• **Work required**
Leave out the images and repeat the listing below without a single change.

%%

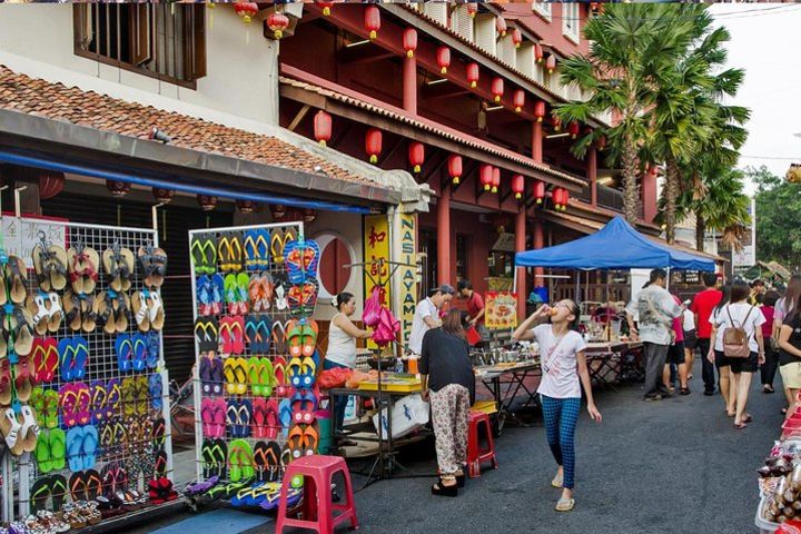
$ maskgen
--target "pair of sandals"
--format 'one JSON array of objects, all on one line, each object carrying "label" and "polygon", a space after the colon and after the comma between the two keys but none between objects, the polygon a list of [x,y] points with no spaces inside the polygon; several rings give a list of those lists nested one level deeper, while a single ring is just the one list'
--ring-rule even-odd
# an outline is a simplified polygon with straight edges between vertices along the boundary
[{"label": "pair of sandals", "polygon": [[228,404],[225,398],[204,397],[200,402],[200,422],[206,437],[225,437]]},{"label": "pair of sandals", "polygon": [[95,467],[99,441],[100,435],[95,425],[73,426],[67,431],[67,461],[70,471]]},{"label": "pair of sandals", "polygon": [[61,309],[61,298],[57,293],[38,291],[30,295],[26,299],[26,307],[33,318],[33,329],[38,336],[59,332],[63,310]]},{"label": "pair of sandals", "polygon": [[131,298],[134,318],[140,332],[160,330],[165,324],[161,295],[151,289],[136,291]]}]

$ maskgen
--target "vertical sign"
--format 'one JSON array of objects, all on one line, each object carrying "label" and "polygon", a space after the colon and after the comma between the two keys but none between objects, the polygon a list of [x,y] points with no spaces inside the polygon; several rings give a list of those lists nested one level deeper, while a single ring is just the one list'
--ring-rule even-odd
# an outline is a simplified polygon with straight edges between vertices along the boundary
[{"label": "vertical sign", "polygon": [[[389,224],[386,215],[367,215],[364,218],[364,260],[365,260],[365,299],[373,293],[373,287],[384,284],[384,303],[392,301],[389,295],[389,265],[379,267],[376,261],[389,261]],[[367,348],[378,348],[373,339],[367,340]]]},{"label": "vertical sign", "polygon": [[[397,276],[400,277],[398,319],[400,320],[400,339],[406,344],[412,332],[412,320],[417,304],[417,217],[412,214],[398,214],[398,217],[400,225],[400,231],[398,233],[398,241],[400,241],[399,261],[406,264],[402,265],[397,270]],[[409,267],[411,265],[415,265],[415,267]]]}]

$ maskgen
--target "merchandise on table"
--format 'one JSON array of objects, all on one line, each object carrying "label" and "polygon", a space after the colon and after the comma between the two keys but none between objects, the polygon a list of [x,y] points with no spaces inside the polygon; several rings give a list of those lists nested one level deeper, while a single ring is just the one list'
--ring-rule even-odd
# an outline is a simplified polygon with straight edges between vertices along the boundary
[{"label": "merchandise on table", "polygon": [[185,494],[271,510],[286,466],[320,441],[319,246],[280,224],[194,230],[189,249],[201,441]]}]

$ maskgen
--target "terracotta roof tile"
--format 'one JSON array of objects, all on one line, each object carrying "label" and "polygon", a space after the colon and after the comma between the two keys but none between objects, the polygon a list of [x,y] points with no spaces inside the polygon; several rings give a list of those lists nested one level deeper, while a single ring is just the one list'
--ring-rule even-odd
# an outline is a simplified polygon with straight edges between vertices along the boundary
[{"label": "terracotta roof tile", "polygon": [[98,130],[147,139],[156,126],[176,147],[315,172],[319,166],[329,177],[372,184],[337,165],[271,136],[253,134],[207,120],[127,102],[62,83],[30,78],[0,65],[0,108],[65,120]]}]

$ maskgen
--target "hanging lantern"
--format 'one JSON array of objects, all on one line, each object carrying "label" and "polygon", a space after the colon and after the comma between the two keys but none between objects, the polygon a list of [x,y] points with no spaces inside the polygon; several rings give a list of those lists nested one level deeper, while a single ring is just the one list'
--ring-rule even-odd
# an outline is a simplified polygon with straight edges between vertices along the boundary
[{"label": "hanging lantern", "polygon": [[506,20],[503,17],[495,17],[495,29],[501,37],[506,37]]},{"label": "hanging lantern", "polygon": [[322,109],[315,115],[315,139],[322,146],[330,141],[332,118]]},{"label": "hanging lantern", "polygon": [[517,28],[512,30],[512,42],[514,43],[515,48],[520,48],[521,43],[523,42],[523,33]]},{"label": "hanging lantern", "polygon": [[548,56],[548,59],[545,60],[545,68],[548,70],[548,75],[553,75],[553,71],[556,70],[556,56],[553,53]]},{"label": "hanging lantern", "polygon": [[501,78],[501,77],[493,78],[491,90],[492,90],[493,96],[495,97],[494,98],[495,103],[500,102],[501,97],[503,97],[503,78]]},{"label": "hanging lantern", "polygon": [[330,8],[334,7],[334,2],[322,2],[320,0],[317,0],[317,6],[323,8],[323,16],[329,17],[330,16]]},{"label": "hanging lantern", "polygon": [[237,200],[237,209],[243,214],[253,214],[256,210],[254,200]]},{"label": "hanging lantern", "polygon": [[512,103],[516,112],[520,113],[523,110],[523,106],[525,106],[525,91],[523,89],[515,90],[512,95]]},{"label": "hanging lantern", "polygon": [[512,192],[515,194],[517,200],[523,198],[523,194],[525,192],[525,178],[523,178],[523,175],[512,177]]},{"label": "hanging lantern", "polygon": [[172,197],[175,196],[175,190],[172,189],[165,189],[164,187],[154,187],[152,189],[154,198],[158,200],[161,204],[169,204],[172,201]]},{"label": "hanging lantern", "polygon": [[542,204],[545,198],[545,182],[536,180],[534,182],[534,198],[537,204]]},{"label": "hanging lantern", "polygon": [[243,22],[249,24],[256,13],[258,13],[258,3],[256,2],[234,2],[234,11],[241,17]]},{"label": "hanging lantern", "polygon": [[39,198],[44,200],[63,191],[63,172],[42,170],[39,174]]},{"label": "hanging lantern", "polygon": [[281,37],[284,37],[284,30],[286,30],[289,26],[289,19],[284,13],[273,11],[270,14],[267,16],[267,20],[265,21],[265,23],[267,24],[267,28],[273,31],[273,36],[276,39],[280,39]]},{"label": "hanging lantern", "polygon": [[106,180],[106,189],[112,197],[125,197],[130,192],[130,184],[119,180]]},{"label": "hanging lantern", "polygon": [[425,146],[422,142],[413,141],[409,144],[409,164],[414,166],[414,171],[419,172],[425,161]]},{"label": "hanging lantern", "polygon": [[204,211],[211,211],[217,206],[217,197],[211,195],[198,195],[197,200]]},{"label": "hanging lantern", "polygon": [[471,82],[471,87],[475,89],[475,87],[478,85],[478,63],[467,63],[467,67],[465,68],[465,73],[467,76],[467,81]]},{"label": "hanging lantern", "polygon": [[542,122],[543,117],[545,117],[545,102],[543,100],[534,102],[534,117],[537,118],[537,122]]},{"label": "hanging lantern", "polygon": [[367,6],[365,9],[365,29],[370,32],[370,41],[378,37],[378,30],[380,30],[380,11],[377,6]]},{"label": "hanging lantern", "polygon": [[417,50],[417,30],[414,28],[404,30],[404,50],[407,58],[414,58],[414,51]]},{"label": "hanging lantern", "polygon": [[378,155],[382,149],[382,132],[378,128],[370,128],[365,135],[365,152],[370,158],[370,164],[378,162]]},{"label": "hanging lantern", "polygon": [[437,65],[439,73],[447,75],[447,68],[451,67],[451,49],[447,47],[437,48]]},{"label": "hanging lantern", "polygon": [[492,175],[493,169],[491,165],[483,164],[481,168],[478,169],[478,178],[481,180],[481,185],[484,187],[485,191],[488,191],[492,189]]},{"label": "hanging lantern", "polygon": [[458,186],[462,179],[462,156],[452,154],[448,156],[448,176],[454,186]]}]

%%

• **Response**
$ maskgen
--target "pair of sandals"
--format 'one JSON array of objects, all on one line, each object carrying "label" and "polygon", a space after the colon and after the comma between the two keys but none between objects, the polygon a list of [x,y] points with no spaces inside the polygon; several rings give a list of those lists nested one level deeper, while a single ring is just the one list'
--ring-rule even-odd
# an outline is a simplified polygon with straight edges between vertices along the boundary
[{"label": "pair of sandals", "polygon": [[228,404],[225,398],[204,397],[200,402],[200,422],[206,437],[225,437]]},{"label": "pair of sandals", "polygon": [[95,467],[99,441],[100,435],[95,425],[73,426],[67,431],[67,461],[70,471]]},{"label": "pair of sandals", "polygon": [[61,309],[61,298],[57,293],[38,291],[30,295],[26,299],[26,307],[33,318],[33,329],[38,336],[59,332],[63,310]]},{"label": "pair of sandals", "polygon": [[131,298],[134,318],[140,332],[160,330],[165,324],[161,295],[151,289],[136,291]]}]

$ maskgen
--target "vertical sign"
--format 'one JSON array of objects, all on one line, each object carrying "label" and "polygon", a space after the colon and after the comma between the two keys but none between objects, the polygon a list of [x,y] points with no spaces inside the polygon; several rings give a list of those lists nested one level deeper, while a single ring is just the one list'
--ring-rule even-odd
# an outline is a simplified polygon with straight edges between vertices along the boundary
[{"label": "vertical sign", "polygon": [[[389,224],[386,215],[367,215],[364,218],[364,260],[365,260],[365,299],[373,293],[373,287],[384,284],[384,303],[392,301],[389,295],[389,265],[379,267],[376,261],[389,261]],[[367,348],[378,348],[373,339],[367,340]]]},{"label": "vertical sign", "polygon": [[[397,276],[400,277],[398,319],[400,320],[400,339],[406,344],[412,332],[412,320],[417,304],[417,217],[412,214],[398,214],[398,217],[400,225],[400,231],[398,233],[398,241],[400,241],[399,261],[406,264],[402,265],[397,270]],[[409,267],[411,265],[415,265],[415,267]]]}]

$ maskgen
--target "merchandise on table"
--format 'one JSON array of objects, all on one line, each object carrying "label" and "polygon", a space after the colon and after the comma between the two keys but none between objects, the polygon a list of [x,y] points with no spaces inside the polygon; several rings give a list of those lists nested one level deeper, while a single ring is just the one list'
--ring-rule even-odd
# an outline is a simplified polygon with straight edges between vertices along the boundary
[{"label": "merchandise on table", "polygon": [[185,494],[271,510],[286,466],[320,441],[319,246],[280,224],[194,230],[189,249],[201,441]]}]

$ maskgen
--target "terracotta roof tile"
--format 'one JSON array of objects, all on one line, each object carrying "label" and "polygon", a space after the colon and after the comma between the two keys but none between objects, the polygon a list of [x,y] points with no spaces inside the polygon; several rings give a list of those lists nested one level deeper, while a single ring is just the one list'
--ring-rule even-odd
# an outline is a simplified polygon with straight edges between vertices along the boundary
[{"label": "terracotta roof tile", "polygon": [[98,130],[147,139],[156,126],[176,147],[315,172],[319,166],[329,177],[372,184],[337,165],[271,136],[253,134],[207,120],[127,102],[62,83],[30,78],[0,65],[0,108],[65,120]]}]

$ maskgen
--target "hanging lantern"
--format 'one JSON array of objects, all on one line, each object carrying "label" and "polygon", a space after the colon and after the comma between the two keys but none between objects, the polygon a list of [x,y] points with no spaces inside the polygon; several rings give a list of those lists nested one level deeper, while a single ring is just the one list'
--ring-rule even-odd
# an outline is a simplified polygon with straight edges between vertices along the boundary
[{"label": "hanging lantern", "polygon": [[506,20],[503,17],[495,17],[495,29],[501,37],[506,37]]},{"label": "hanging lantern", "polygon": [[322,109],[315,115],[315,139],[322,146],[330,141],[332,118]]},{"label": "hanging lantern", "polygon": [[517,28],[512,30],[512,42],[514,43],[515,48],[520,48],[521,43],[523,42],[523,33]]},{"label": "hanging lantern", "polygon": [[548,56],[548,59],[545,60],[545,68],[548,70],[548,75],[553,75],[553,71],[556,70],[556,56],[553,53]]},{"label": "hanging lantern", "polygon": [[501,78],[501,77],[493,78],[491,90],[492,90],[493,96],[495,97],[494,98],[495,103],[500,102],[501,97],[503,97],[503,78]]},{"label": "hanging lantern", "polygon": [[330,8],[334,7],[334,2],[322,2],[320,0],[317,0],[317,6],[323,8],[323,16],[329,17],[330,16]]},{"label": "hanging lantern", "polygon": [[237,200],[237,209],[243,214],[253,214],[256,210],[254,200]]},{"label": "hanging lantern", "polygon": [[512,103],[516,112],[520,113],[523,110],[523,106],[525,106],[525,91],[523,89],[515,90],[512,95]]},{"label": "hanging lantern", "polygon": [[512,192],[515,194],[517,200],[523,198],[523,194],[525,192],[525,178],[523,178],[523,175],[512,177]]},{"label": "hanging lantern", "polygon": [[172,197],[175,196],[175,190],[172,189],[165,189],[164,187],[154,187],[152,189],[154,198],[158,200],[161,204],[169,204],[172,201]]},{"label": "hanging lantern", "polygon": [[542,204],[545,198],[545,182],[536,180],[534,182],[534,198],[537,204]]},{"label": "hanging lantern", "polygon": [[243,22],[249,24],[256,13],[258,13],[258,3],[256,2],[234,2],[234,11],[241,17]]},{"label": "hanging lantern", "polygon": [[39,198],[44,200],[63,191],[63,172],[42,170],[39,174]]},{"label": "hanging lantern", "polygon": [[281,37],[284,37],[284,30],[286,30],[289,26],[289,19],[284,13],[273,11],[270,14],[267,16],[267,20],[265,21],[265,23],[267,24],[267,28],[273,31],[273,36],[276,39],[280,39]]},{"label": "hanging lantern", "polygon": [[106,180],[106,189],[112,197],[125,197],[130,192],[130,184],[119,180]]},{"label": "hanging lantern", "polygon": [[425,146],[422,142],[413,141],[409,144],[409,164],[414,166],[414,171],[419,172],[425,161]]},{"label": "hanging lantern", "polygon": [[204,211],[211,211],[217,206],[217,197],[211,195],[198,195],[197,200]]},{"label": "hanging lantern", "polygon": [[471,82],[471,87],[475,89],[475,87],[478,85],[478,63],[467,63],[467,67],[465,68],[465,73],[467,76],[467,81]]},{"label": "hanging lantern", "polygon": [[542,122],[543,117],[545,117],[545,102],[543,100],[534,102],[534,117],[537,118],[537,122]]},{"label": "hanging lantern", "polygon": [[367,6],[365,9],[365,29],[370,32],[370,41],[378,37],[378,30],[380,30],[380,11],[377,6]]},{"label": "hanging lantern", "polygon": [[417,50],[417,30],[414,28],[404,30],[404,50],[407,58],[414,58],[414,51]]},{"label": "hanging lantern", "polygon": [[378,155],[382,149],[382,132],[378,128],[370,128],[365,135],[365,152],[370,158],[370,164],[378,162]]},{"label": "hanging lantern", "polygon": [[437,65],[439,73],[447,75],[447,68],[451,67],[451,49],[447,47],[437,48]]},{"label": "hanging lantern", "polygon": [[492,175],[493,169],[491,165],[483,164],[481,168],[478,169],[478,178],[481,180],[481,185],[484,187],[485,191],[488,191],[492,189]]},{"label": "hanging lantern", "polygon": [[458,186],[462,179],[462,156],[452,154],[448,156],[448,176],[454,186]]}]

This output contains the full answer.